> [Job item]: Line by line, transcribe the data below exactly and pass over the images.

++++ Record extracts ++++

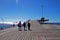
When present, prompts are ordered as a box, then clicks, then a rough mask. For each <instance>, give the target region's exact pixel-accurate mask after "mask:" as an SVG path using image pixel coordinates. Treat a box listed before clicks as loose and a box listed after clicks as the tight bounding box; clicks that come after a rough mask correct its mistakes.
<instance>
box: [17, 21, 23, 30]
mask: <svg viewBox="0 0 60 40" xmlns="http://www.w3.org/2000/svg"><path fill="white" fill-rule="evenodd" d="M18 29H19V31H22V29H21V21H19V23H18Z"/></svg>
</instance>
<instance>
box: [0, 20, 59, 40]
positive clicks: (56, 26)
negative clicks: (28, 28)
mask: <svg viewBox="0 0 60 40" xmlns="http://www.w3.org/2000/svg"><path fill="white" fill-rule="evenodd" d="M30 23H31V31H29V30H28V29H27V28H26V30H27V31H24V30H23V27H22V31H18V27H12V28H9V29H5V30H0V40H60V26H59V25H51V24H42V25H41V24H39V22H38V21H30Z"/></svg>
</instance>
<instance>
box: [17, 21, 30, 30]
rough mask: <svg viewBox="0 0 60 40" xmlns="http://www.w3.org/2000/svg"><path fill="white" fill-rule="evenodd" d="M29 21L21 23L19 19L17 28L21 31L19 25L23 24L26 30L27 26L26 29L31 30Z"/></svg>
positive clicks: (19, 25) (23, 26) (21, 26)
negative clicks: (18, 28) (27, 28)
mask: <svg viewBox="0 0 60 40" xmlns="http://www.w3.org/2000/svg"><path fill="white" fill-rule="evenodd" d="M30 25H31V24H30V22H27V23H26V22H24V23H23V24H21V21H20V22H19V23H18V28H19V31H22V29H21V27H22V26H23V27H24V30H25V31H26V27H28V30H31V29H30Z"/></svg>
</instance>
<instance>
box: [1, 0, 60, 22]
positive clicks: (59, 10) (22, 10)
mask: <svg viewBox="0 0 60 40" xmlns="http://www.w3.org/2000/svg"><path fill="white" fill-rule="evenodd" d="M41 5H43V6H44V7H43V16H44V17H45V18H46V19H49V21H51V22H52V21H53V22H60V0H0V21H1V18H3V19H4V20H5V21H10V22H16V21H19V20H21V21H26V20H28V19H32V20H36V19H40V18H41V17H42V8H41Z"/></svg>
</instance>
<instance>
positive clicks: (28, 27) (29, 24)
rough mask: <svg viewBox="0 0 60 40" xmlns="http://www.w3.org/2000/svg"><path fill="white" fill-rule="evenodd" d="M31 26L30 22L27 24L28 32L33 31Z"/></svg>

++++

> [Expected output]:
When present, prompts are ordered as a box, then clicks, then a rough mask. For each <instance>, give the target region's exact pixel-accurate mask after "mask:" as an SVG path using image pixel coordinates. Treat a box listed before clicks as loose and a box listed after clicks as the tight bounding box; clicks that come after a rough mask correct its mistakes.
<instance>
box: [17, 21, 23, 30]
mask: <svg viewBox="0 0 60 40" xmlns="http://www.w3.org/2000/svg"><path fill="white" fill-rule="evenodd" d="M18 29H19V31H22V29H21V21H19V23H18Z"/></svg>
</instance>
<instance>
box: [0, 20, 59, 40]
positive clicks: (56, 26)
negative clicks: (28, 28)
mask: <svg viewBox="0 0 60 40" xmlns="http://www.w3.org/2000/svg"><path fill="white" fill-rule="evenodd" d="M30 23H31V31H29V30H28V29H27V28H26V30H27V31H24V30H23V27H22V31H18V27H12V28H9V29H5V30H0V40H60V26H59V25H51V24H42V25H41V24H39V22H38V21H30Z"/></svg>
</instance>
<instance>
box: [17, 21, 30, 30]
rough mask: <svg viewBox="0 0 60 40" xmlns="http://www.w3.org/2000/svg"><path fill="white" fill-rule="evenodd" d="M29 21L21 23L19 19L17 28L21 31L19 25L23 24L26 30L27 26L26 29L31 30Z"/></svg>
positive clicks: (19, 25) (23, 26) (21, 26)
negative clicks: (18, 28) (27, 28)
mask: <svg viewBox="0 0 60 40" xmlns="http://www.w3.org/2000/svg"><path fill="white" fill-rule="evenodd" d="M30 25H31V24H30V22H27V23H26V22H24V23H23V24H21V21H20V22H19V23H18V28H19V31H22V29H21V27H22V26H23V27H24V30H25V31H26V27H28V30H31V29H30Z"/></svg>
</instance>
<instance>
box: [1, 0, 60, 22]
positive clicks: (59, 10) (22, 10)
mask: <svg viewBox="0 0 60 40" xmlns="http://www.w3.org/2000/svg"><path fill="white" fill-rule="evenodd" d="M41 5H43V6H44V7H43V16H44V17H45V18H46V19H49V21H51V22H52V21H53V22H60V0H0V21H1V18H3V19H4V20H5V21H10V22H16V21H19V20H21V21H26V20H28V19H32V20H36V19H40V18H41V17H42V8H41Z"/></svg>
</instance>
<instance>
positive clicks: (28, 27) (29, 24)
rough mask: <svg viewBox="0 0 60 40" xmlns="http://www.w3.org/2000/svg"><path fill="white" fill-rule="evenodd" d="M31 26L30 22L27 24L28 32L33 31Z"/></svg>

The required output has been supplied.